- _Work required_: Down to the final line, reproduce the entries that follow exactly.

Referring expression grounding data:
※
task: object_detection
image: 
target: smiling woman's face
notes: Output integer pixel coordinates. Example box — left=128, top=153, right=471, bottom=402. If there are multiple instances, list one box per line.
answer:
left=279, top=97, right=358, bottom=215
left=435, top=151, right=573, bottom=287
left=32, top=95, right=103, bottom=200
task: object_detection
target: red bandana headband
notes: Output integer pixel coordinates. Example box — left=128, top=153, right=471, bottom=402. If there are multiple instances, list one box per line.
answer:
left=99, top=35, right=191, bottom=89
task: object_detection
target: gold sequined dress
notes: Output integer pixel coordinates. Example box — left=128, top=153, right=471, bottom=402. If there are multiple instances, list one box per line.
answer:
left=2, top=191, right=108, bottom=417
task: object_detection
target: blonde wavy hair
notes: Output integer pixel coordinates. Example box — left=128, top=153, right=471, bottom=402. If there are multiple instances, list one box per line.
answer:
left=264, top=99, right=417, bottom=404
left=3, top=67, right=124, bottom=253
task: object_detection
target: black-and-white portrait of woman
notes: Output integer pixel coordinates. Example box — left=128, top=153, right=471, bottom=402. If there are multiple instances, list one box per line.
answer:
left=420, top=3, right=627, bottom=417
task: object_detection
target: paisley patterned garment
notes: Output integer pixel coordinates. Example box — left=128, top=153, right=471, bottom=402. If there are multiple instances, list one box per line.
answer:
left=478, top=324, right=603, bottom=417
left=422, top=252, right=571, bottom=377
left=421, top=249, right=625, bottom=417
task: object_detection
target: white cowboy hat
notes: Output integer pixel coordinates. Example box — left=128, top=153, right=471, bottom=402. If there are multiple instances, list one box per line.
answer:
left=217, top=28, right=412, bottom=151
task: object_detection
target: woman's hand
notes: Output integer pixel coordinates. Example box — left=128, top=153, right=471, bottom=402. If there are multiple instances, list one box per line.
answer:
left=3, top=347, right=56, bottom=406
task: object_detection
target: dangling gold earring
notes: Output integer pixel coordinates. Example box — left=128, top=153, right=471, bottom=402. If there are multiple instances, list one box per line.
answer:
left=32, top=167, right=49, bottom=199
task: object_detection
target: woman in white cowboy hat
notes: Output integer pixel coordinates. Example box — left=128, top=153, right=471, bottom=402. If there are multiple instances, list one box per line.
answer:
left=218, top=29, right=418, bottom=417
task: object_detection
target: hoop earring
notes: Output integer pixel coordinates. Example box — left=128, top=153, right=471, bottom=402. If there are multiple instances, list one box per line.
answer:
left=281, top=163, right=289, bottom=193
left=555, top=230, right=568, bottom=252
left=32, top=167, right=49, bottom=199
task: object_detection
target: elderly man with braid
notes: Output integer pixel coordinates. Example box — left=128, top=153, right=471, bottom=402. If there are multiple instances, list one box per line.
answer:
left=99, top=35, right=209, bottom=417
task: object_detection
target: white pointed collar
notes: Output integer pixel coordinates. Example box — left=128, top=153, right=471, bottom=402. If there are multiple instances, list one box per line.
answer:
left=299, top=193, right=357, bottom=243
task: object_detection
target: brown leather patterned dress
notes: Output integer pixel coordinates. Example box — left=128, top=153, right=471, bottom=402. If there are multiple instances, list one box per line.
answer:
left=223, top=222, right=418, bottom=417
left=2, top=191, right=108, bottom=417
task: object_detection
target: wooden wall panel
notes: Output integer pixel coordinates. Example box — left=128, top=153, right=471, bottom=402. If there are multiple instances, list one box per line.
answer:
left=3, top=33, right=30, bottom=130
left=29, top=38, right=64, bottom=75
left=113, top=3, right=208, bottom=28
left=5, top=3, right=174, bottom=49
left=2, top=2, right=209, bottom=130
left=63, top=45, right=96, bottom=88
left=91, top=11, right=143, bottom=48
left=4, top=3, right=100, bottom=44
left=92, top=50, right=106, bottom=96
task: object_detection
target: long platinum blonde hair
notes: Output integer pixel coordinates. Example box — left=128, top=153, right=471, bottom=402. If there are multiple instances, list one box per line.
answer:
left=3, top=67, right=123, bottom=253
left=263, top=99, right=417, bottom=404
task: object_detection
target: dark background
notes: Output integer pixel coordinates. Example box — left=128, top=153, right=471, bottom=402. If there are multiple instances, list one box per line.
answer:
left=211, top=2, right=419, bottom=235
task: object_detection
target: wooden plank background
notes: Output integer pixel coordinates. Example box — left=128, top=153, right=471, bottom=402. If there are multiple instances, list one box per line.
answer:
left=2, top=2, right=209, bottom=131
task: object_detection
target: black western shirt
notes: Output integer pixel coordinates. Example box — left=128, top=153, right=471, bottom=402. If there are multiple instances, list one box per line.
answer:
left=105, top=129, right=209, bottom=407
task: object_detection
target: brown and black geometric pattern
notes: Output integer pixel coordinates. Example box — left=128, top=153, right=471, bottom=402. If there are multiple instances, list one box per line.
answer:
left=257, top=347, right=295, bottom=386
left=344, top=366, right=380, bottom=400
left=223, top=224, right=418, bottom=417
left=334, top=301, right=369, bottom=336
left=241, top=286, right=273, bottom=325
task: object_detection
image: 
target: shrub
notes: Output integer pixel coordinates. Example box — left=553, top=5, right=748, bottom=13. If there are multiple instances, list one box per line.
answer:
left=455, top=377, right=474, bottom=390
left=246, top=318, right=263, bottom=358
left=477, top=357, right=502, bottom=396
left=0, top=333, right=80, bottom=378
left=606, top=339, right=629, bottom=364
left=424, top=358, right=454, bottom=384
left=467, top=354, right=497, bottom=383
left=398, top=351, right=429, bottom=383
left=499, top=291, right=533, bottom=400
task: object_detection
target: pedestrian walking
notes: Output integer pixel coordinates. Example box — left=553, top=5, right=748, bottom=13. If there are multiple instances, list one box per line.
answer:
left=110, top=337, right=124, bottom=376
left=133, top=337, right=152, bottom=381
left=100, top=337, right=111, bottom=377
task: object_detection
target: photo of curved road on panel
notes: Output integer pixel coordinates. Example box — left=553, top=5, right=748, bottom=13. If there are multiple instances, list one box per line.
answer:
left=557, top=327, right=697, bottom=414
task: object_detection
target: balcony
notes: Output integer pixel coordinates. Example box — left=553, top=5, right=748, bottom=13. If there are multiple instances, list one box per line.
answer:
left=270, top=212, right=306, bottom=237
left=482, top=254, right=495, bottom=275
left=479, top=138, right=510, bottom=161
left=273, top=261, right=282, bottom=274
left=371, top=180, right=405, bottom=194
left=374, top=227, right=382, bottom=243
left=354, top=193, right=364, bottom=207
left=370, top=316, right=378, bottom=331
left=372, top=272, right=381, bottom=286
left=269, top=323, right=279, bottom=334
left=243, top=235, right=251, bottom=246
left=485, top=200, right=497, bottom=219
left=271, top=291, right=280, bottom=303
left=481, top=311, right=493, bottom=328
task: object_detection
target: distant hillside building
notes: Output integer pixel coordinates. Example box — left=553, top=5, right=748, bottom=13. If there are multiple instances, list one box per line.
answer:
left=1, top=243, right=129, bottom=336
※
- _Result_:
task: object_detection
image: 
target: smiling woman's face
notes: Output integer pixel coordinates. Example box — left=128, top=153, right=471, bottom=402. If there are multiple instances, list one box per line.
answer:
left=279, top=97, right=358, bottom=215
left=435, top=151, right=573, bottom=287
left=32, top=95, right=103, bottom=200
task: object_detection
target: red bandana headband
notes: Output integer pixel coordinates. Example box — left=128, top=153, right=471, bottom=402. If there are multiple instances, list one box per line.
answer:
left=99, top=35, right=191, bottom=89
task: object_detection
target: gold sequined dress
notes: Output integer pixel coordinates. Example box — left=128, top=153, right=471, bottom=402. If there are multiple instances, list one box per line.
answer:
left=2, top=191, right=108, bottom=417
task: object_detection
target: blonde wavy hair
notes: Output integer pixel coordinates. Example box — left=128, top=153, right=471, bottom=402. If there are multiple instances, list one box per line.
answer:
left=264, top=99, right=417, bottom=404
left=3, top=67, right=124, bottom=253
task: object_detection
target: black-and-white portrait of woman
notes: Output integer pixel coordinates. Example box — left=128, top=153, right=471, bottom=402. If there are multiple instances, list one box per line.
answer:
left=420, top=3, right=627, bottom=417
task: object_detection
target: paisley patterned garment
notes: Output integer pixel coordinates. Example box — left=128, top=153, right=471, bottom=402. If there are multiple instances, list one box per line.
answer:
left=478, top=324, right=603, bottom=417
left=422, top=252, right=571, bottom=377
left=421, top=249, right=625, bottom=417
task: object_detection
target: white cowboy hat
notes: Output integer pixel coordinates. Example box — left=128, top=153, right=471, bottom=402. If there are multiple instances, list one box per line.
answer:
left=217, top=28, right=412, bottom=151
task: object_detection
target: woman's hand
notes: Output integer pixel coordinates. Example box — left=128, top=153, right=471, bottom=402. If there are multiple instances, list one box per line.
answer:
left=3, top=347, right=56, bottom=406
task: object_detection
target: dangling gold earring
notes: Output integer pixel coordinates. Example box — left=128, top=153, right=471, bottom=402. If there are multiple instances, list one box per line.
answer:
left=32, top=167, right=49, bottom=199
task: object_detection
target: woman in white cowboy hat
notes: Output integer pixel coordinates. Example box — left=128, top=153, right=471, bottom=402. If there are multiple instances, list one box per line.
answer:
left=218, top=29, right=418, bottom=417
task: object_detection
target: hoop earring
notes: Output integer pixel coordinates. Example box — left=128, top=153, right=471, bottom=402. If there are multiple instances, list one box per line.
answer:
left=281, top=163, right=289, bottom=193
left=555, top=230, right=568, bottom=252
left=32, top=167, right=49, bottom=199
task: object_detection
target: elderly man with braid
notes: Output integer pixel coordinates. Example box — left=128, top=153, right=471, bottom=402. If there are multiple instances, list one box per line.
answer:
left=99, top=35, right=209, bottom=417
task: object_detection
target: white pointed collar
notes: Output integer pixel coordinates. Example box — left=128, top=153, right=471, bottom=402. If there are multiple instances, list one box per line.
answer:
left=299, top=193, right=357, bottom=243
task: object_detection
target: brown leather patterned dress
notes: Output integer pixel coordinates. Example box — left=128, top=153, right=471, bottom=402. If there are multiple instances, list one box per line.
answer:
left=223, top=222, right=418, bottom=417
left=2, top=191, right=108, bottom=417
task: object_detection
target: wooden wall panel
notes: Output integer pixel coordinates. Example box — left=128, top=153, right=471, bottom=402. If there are multiple instances, list one box per line.
answer:
left=3, top=33, right=30, bottom=130
left=29, top=38, right=64, bottom=75
left=113, top=3, right=208, bottom=28
left=5, top=3, right=174, bottom=49
left=2, top=2, right=209, bottom=130
left=63, top=45, right=96, bottom=88
left=91, top=11, right=143, bottom=48
left=4, top=3, right=100, bottom=44
left=92, top=50, right=106, bottom=96
task: object_detection
target: long platinum blonde hair
notes: Output integer pixel coordinates. Example box — left=128, top=153, right=471, bottom=402. If there are multiple instances, list one box per line.
answer:
left=3, top=67, right=123, bottom=253
left=263, top=99, right=417, bottom=404
task: object_detection
target: dark background
notes: Output integer pixel coordinates. Example box — left=128, top=153, right=471, bottom=402. If there are multiple instances, list one box per line.
answer:
left=211, top=2, right=419, bottom=235
task: object_detection
target: wooden plank background
notes: Output integer pixel coordinates. Example box — left=128, top=153, right=471, bottom=402. If there are multiple instances, list one box per line.
answer:
left=2, top=2, right=209, bottom=131
task: object_detection
target: black western shirt
notes: Output integer pixel coordinates. Example box — left=128, top=153, right=471, bottom=402. If there are multiple instances, list one box per line.
answer:
left=105, top=129, right=209, bottom=407
task: object_detection
target: brown and black geometric pattern
notes: Output integer pixel coordinates. Example box — left=128, top=153, right=471, bottom=402. If there are multiple instances, list one box per line.
answer:
left=257, top=347, right=295, bottom=386
left=344, top=366, right=380, bottom=400
left=223, top=224, right=418, bottom=417
left=334, top=301, right=369, bottom=336
left=241, top=286, right=273, bottom=325
task: object_detection
image: 
target: shrub
notes: Output integer pixel coordinates. Example box — left=553, top=5, right=748, bottom=13. If there are multiple instances, list one box per line.
answer:
left=455, top=377, right=474, bottom=390
left=246, top=318, right=263, bottom=358
left=477, top=357, right=502, bottom=396
left=0, top=333, right=80, bottom=378
left=606, top=339, right=629, bottom=364
left=424, top=358, right=454, bottom=384
left=467, top=354, right=497, bottom=383
left=398, top=351, right=429, bottom=383
left=499, top=291, right=533, bottom=400
task: object_detection
target: pedestrian walking
notes: Output integer pixel coordinates. Example box — left=553, top=5, right=748, bottom=13. If there are multiple instances, list one box per line.
answer:
left=110, top=337, right=124, bottom=376
left=133, top=337, right=152, bottom=381
left=100, top=337, right=111, bottom=377
task: object_detection
target: photo of curved road on panel
notes: Output integer pixel coordinates. Example box — left=553, top=5, right=748, bottom=13. If there are multiple instances, list one box per line.
answer:
left=557, top=327, right=697, bottom=414
task: object_detection
target: balcony
notes: Output integer pixel coordinates. Example box — left=553, top=5, right=748, bottom=13. If there are multiple instances, list one box per line.
answer:
left=270, top=212, right=306, bottom=237
left=482, top=254, right=495, bottom=275
left=479, top=138, right=510, bottom=161
left=273, top=261, right=282, bottom=274
left=371, top=180, right=405, bottom=194
left=374, top=227, right=382, bottom=243
left=354, top=193, right=364, bottom=207
left=370, top=316, right=378, bottom=331
left=372, top=272, right=381, bottom=286
left=269, top=323, right=279, bottom=334
left=243, top=235, right=251, bottom=246
left=485, top=200, right=497, bottom=219
left=271, top=291, right=280, bottom=303
left=481, top=311, right=493, bottom=328
task: object_detection
target: distant hillside building
notes: Output integer pixel coordinates. Example box — left=553, top=5, right=748, bottom=13. If there are multiple instances, list one box per line.
answer:
left=1, top=243, right=129, bottom=336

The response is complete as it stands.